• GIVEN REQUEST: Go through the entries and transcribe each one exactly, dropping the pictures.

• RECORDS:
○ ○ ○ ○ ○ ○ ○

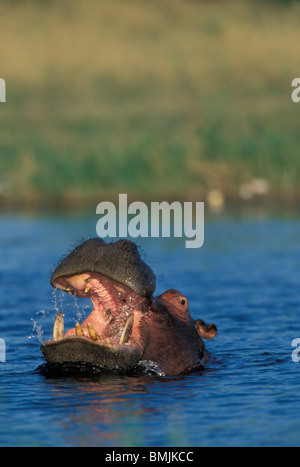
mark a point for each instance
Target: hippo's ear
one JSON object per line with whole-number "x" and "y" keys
{"x": 207, "y": 331}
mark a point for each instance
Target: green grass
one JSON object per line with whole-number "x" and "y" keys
{"x": 162, "y": 100}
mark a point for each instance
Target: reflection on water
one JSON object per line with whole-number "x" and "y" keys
{"x": 245, "y": 279}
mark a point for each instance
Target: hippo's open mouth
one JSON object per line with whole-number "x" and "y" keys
{"x": 127, "y": 326}
{"x": 112, "y": 318}
{"x": 109, "y": 336}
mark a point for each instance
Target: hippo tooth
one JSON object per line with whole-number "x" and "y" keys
{"x": 109, "y": 317}
{"x": 58, "y": 328}
{"x": 93, "y": 333}
{"x": 127, "y": 330}
{"x": 70, "y": 290}
{"x": 79, "y": 330}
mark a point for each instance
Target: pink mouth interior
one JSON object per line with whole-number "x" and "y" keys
{"x": 112, "y": 302}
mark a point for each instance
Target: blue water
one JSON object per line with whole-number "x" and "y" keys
{"x": 246, "y": 279}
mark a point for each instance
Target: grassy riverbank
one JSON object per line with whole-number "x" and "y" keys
{"x": 161, "y": 100}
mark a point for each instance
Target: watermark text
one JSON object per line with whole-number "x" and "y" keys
{"x": 2, "y": 90}
{"x": 2, "y": 351}
{"x": 296, "y": 352}
{"x": 296, "y": 92}
{"x": 137, "y": 220}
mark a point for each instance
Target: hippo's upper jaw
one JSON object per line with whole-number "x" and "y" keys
{"x": 125, "y": 325}
{"x": 110, "y": 334}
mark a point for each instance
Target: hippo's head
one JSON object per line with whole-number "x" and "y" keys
{"x": 126, "y": 325}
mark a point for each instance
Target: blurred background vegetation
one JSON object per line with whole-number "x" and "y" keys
{"x": 160, "y": 99}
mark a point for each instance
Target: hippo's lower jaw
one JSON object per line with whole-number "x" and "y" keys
{"x": 109, "y": 337}
{"x": 82, "y": 349}
{"x": 127, "y": 327}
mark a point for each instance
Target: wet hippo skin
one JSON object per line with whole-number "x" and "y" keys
{"x": 127, "y": 325}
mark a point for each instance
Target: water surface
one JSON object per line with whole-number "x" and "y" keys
{"x": 245, "y": 279}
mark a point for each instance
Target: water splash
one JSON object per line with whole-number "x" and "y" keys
{"x": 73, "y": 310}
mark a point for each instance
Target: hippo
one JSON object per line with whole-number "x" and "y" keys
{"x": 127, "y": 325}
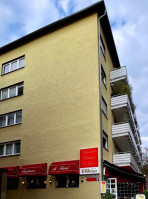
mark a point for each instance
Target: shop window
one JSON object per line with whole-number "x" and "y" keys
{"x": 13, "y": 65}
{"x": 36, "y": 182}
{"x": 67, "y": 180}
{"x": 11, "y": 119}
{"x": 12, "y": 91}
{"x": 12, "y": 183}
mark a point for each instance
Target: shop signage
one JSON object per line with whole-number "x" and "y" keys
{"x": 89, "y": 161}
{"x": 140, "y": 196}
{"x": 103, "y": 187}
{"x": 92, "y": 179}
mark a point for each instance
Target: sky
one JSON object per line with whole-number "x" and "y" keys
{"x": 129, "y": 23}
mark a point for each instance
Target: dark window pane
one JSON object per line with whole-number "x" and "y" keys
{"x": 9, "y": 149}
{"x": 11, "y": 119}
{"x": 13, "y": 65}
{"x": 21, "y": 62}
{"x": 20, "y": 89}
{"x": 1, "y": 150}
{"x": 12, "y": 92}
{"x": 2, "y": 121}
{"x": 6, "y": 69}
{"x": 17, "y": 147}
{"x": 4, "y": 94}
{"x": 12, "y": 183}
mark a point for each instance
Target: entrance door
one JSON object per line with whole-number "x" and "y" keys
{"x": 111, "y": 186}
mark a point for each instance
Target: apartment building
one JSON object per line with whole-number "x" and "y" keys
{"x": 60, "y": 97}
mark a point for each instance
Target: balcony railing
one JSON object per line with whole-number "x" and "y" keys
{"x": 118, "y": 74}
{"x": 121, "y": 108}
{"x": 123, "y": 136}
{"x": 125, "y": 160}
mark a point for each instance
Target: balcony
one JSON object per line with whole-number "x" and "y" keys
{"x": 121, "y": 108}
{"x": 123, "y": 137}
{"x": 125, "y": 160}
{"x": 118, "y": 75}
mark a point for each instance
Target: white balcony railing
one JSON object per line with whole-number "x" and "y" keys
{"x": 118, "y": 74}
{"x": 124, "y": 160}
{"x": 125, "y": 114}
{"x": 123, "y": 136}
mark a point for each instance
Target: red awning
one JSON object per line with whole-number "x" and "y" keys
{"x": 64, "y": 167}
{"x": 12, "y": 171}
{"x": 33, "y": 169}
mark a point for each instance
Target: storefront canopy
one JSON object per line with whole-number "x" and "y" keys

○ ○ ○ ○ ○ ○ ○

• SOLVED PROBLEM:
mark a point for each instance
Target: hippo's ear
one JSON object per line with whole-number "x" and "y" keys
{"x": 207, "y": 331}
mark a point for each instance
Target: green grass
one JSON object per line with whole-number "x" and "y" keys
{"x": 162, "y": 100}
mark a point for each instance
Target: reflection on water
one JSON object per line with whole-number "x" and "y" keys
{"x": 245, "y": 279}
mark a point for each instance
Target: hippo's open mouth
one JSON object per line with whole-number "x" and "y" keys
{"x": 127, "y": 326}
{"x": 112, "y": 318}
{"x": 109, "y": 336}
mark a point for each instance
Target: hippo tooth
one JSON object per line with whole-number "x" and "y" keys
{"x": 109, "y": 317}
{"x": 58, "y": 328}
{"x": 93, "y": 333}
{"x": 127, "y": 330}
{"x": 70, "y": 290}
{"x": 79, "y": 330}
mark a point for each instance
Target: pink mouth interior
one JSON object per line with whole-number "x" and "y" keys
{"x": 112, "y": 302}
mark a point for each instance
Target: blue water
one JSON object per line with whole-number "x" and "y" keys
{"x": 246, "y": 279}
mark a point for each instance
Target: grassy riverbank
one JSON object per line with whole-number "x" and "y" keys
{"x": 161, "y": 100}
mark a point for each instance
Target: watermark text
one JSON object per line with whole-number "x" and "y" keys
{"x": 2, "y": 90}
{"x": 2, "y": 351}
{"x": 296, "y": 352}
{"x": 296, "y": 92}
{"x": 137, "y": 220}
mark a point for each instance
Target: hippo's upper jaw
one JSON object per line with whole-number "x" and "y" keys
{"x": 125, "y": 325}
{"x": 110, "y": 334}
mark a point for each instance
Target: hippo's head
one JSON object per line with whole-number "x" and "y" keys
{"x": 126, "y": 325}
mark a point for each instance
Target: blurred background vegetation
one JSON object per line with whole-number "x" and "y" keys
{"x": 160, "y": 99}
mark a point for each instance
Target: hippo's lower jaw
one JSON object per line with whole-number "x" and "y" keys
{"x": 109, "y": 337}
{"x": 82, "y": 349}
{"x": 127, "y": 327}
mark a point for each instance
Target: wet hippo skin
one JSON object per line with whole-number "x" and "y" keys
{"x": 127, "y": 325}
mark a point for each instance
Target: water surface
one JSON object per line with whole-number "x" and "y" keys
{"x": 245, "y": 279}
mark a point for each instance
Target: water splash
one JSON object per line with whole-number "x" and "y" keys
{"x": 73, "y": 310}
mark a point for each instance
Target: hippo
one JSON object per line with whole-number "x" and "y" keys
{"x": 127, "y": 325}
mark a point for each instance
Target: shop window
one JSON object per line with whole-number "x" and "y" keys
{"x": 13, "y": 65}
{"x": 36, "y": 182}
{"x": 67, "y": 180}
{"x": 11, "y": 119}
{"x": 12, "y": 91}
{"x": 12, "y": 183}
mark a point for each instance
Target: shop signage
one JSON object per line with whole-number "x" and "y" keys
{"x": 89, "y": 161}
{"x": 140, "y": 196}
{"x": 103, "y": 187}
{"x": 92, "y": 179}
mark a point for each instance
Target: sky
one JSON object per line with whole-number "x" and "y" keys
{"x": 129, "y": 23}
mark a point for each instance
Target: dark window pane
one JSON object per line with whole-number "x" and "y" keys
{"x": 9, "y": 149}
{"x": 11, "y": 119}
{"x": 13, "y": 65}
{"x": 21, "y": 62}
{"x": 20, "y": 89}
{"x": 1, "y": 150}
{"x": 12, "y": 92}
{"x": 2, "y": 121}
{"x": 6, "y": 69}
{"x": 17, "y": 147}
{"x": 4, "y": 94}
{"x": 12, "y": 183}
mark a point for each instance
Target: entrance door
one JSON object per line with whole-number "x" and "y" keys
{"x": 111, "y": 186}
mark a point for each instance
Target: apartment building
one JSON object per line with whole-number "x" and "y" keys
{"x": 60, "y": 97}
mark a point for each instance
Target: balcony railing
one JSON object per line with whole-number "x" and "y" keys
{"x": 118, "y": 74}
{"x": 121, "y": 108}
{"x": 123, "y": 136}
{"x": 125, "y": 160}
mark a point for each instance
Target: balcony
one JSON object per line with whole-number "x" and "y" keys
{"x": 121, "y": 108}
{"x": 123, "y": 137}
{"x": 125, "y": 160}
{"x": 118, "y": 75}
mark a point for each instance
Target: white balcony railing
one JSON object per line with whole-number "x" and "y" keys
{"x": 118, "y": 74}
{"x": 124, "y": 160}
{"x": 125, "y": 114}
{"x": 123, "y": 136}
mark a point for each instance
Target: red awning
one JSON object per line with whole-number "x" and "y" keys
{"x": 64, "y": 167}
{"x": 12, "y": 171}
{"x": 33, "y": 169}
mark a point for each instance
Target: storefront canopy
one JSON object per line with whole-number "x" and "y" keys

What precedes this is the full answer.